**What to work on:** Precisely the lines from the one with "hair. Write the coordinates, one line per instance." through the end of the data, both included, must make up the response, each restated word for word.

**Material provided:**
== == ==

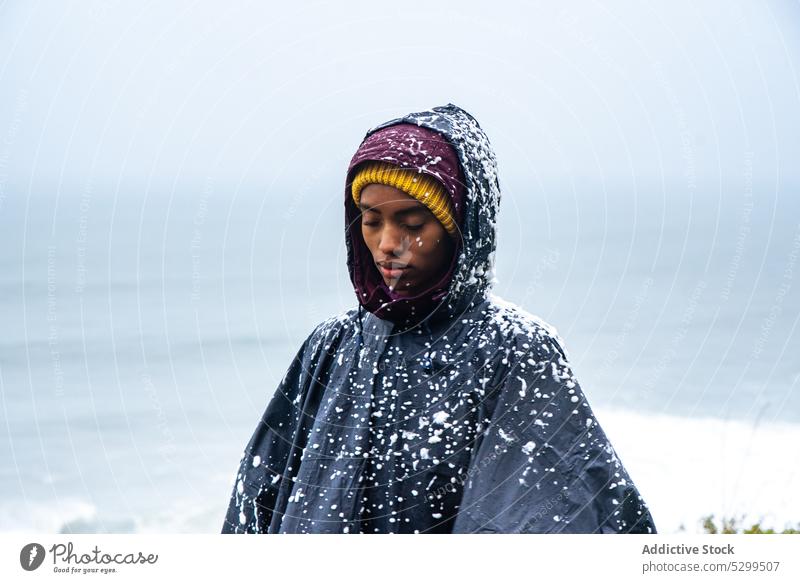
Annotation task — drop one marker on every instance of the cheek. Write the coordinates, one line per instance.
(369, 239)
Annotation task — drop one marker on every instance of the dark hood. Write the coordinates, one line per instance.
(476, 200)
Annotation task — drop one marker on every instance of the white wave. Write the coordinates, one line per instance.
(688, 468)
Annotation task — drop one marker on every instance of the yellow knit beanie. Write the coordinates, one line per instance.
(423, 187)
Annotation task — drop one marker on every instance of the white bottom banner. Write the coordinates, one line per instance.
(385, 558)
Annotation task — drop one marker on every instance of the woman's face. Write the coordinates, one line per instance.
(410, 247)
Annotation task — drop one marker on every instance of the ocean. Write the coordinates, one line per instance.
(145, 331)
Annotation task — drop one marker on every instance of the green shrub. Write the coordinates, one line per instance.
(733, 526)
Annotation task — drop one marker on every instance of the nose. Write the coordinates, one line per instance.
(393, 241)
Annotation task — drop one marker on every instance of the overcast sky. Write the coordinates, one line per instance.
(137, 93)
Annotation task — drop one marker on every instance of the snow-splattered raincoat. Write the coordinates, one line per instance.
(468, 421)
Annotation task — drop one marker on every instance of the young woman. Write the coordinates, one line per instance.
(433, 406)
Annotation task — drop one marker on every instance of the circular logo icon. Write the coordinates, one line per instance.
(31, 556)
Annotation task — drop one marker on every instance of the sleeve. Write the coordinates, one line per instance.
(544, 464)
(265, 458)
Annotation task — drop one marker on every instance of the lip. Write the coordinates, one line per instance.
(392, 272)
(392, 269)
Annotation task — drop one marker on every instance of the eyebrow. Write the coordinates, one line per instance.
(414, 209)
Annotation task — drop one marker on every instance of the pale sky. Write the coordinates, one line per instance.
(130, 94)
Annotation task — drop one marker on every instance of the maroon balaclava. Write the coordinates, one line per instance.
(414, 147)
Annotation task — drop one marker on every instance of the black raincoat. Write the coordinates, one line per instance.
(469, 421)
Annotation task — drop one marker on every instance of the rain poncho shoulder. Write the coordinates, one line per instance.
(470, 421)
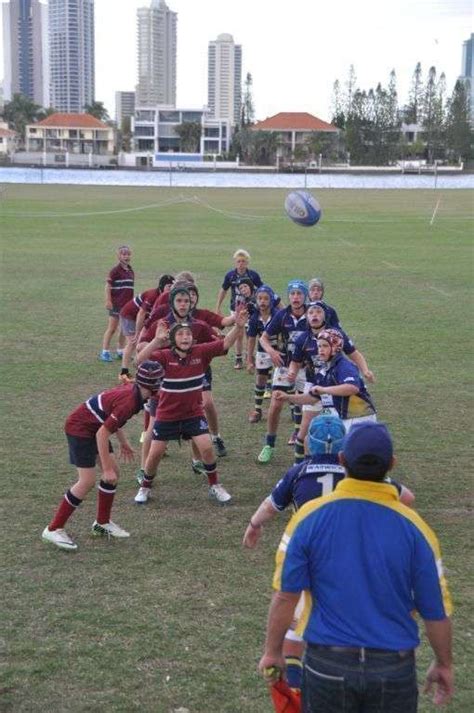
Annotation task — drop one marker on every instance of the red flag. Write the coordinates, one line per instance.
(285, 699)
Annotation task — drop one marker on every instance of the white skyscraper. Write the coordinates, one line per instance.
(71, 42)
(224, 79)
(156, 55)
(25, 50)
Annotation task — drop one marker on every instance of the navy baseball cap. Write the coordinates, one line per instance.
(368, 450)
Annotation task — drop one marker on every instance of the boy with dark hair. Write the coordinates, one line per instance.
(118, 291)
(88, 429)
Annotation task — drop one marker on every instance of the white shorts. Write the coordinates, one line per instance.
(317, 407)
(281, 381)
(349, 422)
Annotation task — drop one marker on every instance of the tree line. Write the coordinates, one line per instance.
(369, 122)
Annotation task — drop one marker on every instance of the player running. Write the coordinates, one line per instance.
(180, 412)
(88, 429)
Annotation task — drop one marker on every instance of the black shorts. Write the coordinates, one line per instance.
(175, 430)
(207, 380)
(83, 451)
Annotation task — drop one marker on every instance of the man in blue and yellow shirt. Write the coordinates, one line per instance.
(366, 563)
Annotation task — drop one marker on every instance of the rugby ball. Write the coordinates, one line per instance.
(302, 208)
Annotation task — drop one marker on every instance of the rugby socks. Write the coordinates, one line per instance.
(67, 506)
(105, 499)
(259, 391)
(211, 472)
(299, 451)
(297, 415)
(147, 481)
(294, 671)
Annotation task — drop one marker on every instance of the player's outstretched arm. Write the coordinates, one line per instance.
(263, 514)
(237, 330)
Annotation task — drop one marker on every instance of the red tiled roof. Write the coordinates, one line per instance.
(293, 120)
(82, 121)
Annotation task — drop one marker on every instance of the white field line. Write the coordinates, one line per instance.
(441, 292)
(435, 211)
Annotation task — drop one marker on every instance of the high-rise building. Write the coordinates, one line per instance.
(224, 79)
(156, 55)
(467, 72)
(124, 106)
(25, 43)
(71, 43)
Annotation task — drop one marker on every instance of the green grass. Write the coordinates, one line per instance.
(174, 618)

== == ==

**Answer to this task:**
Annotation task — drop one marker on every instance of the boy with dark hair. Write the coordinates, one line per instance.
(118, 291)
(88, 429)
Annotation task — drop one marker on every instance of the white shorts. Write the coordinates, one line per instance.
(317, 407)
(281, 381)
(349, 422)
Annotation task — drop one marker on every instance of the tree line. Write the coordinates, one line per instance.
(369, 122)
Annotation task — drop one marker on every instance of the player running. Write the coordinates, one line per instance.
(180, 412)
(88, 429)
Annotation task — drop one marker on every instance of the black shorts. Write the coordinates, one line per instance.
(175, 430)
(207, 380)
(83, 451)
Annotation task — drop one marker on every instance of the man in blue and yellow shirt. Write the coordinates, one line per instance.
(366, 563)
Annotation task — drop one marker on every instance of the rugby ball. Write the coordinates, one line per instance.
(302, 208)
Annotation task — drop one marker on every instance of the rugby socks. Write the coordinates, one line per instance.
(67, 506)
(105, 499)
(259, 391)
(211, 472)
(299, 451)
(297, 415)
(147, 481)
(294, 671)
Annotation task — drop one marker on every instance of the player's outstretched arm. Write the coordinates, one line per instance.
(263, 514)
(237, 330)
Annotation task — drop one marker on every instance of the red tiled roof. Write the coordinates, one line per instance.
(293, 120)
(82, 121)
Annotation task — drop one marker on every instance of the white field line. Write the coordinates, one line per instance.
(441, 292)
(435, 211)
Annotation task — drop one marker on every instance of the high-rise building. Write the coordinates, one line per instance.
(224, 79)
(156, 55)
(467, 72)
(124, 106)
(25, 43)
(71, 43)
Annotation task — drop one marker on every instance of the green grass. Write the coordinates, one line per instance.
(174, 618)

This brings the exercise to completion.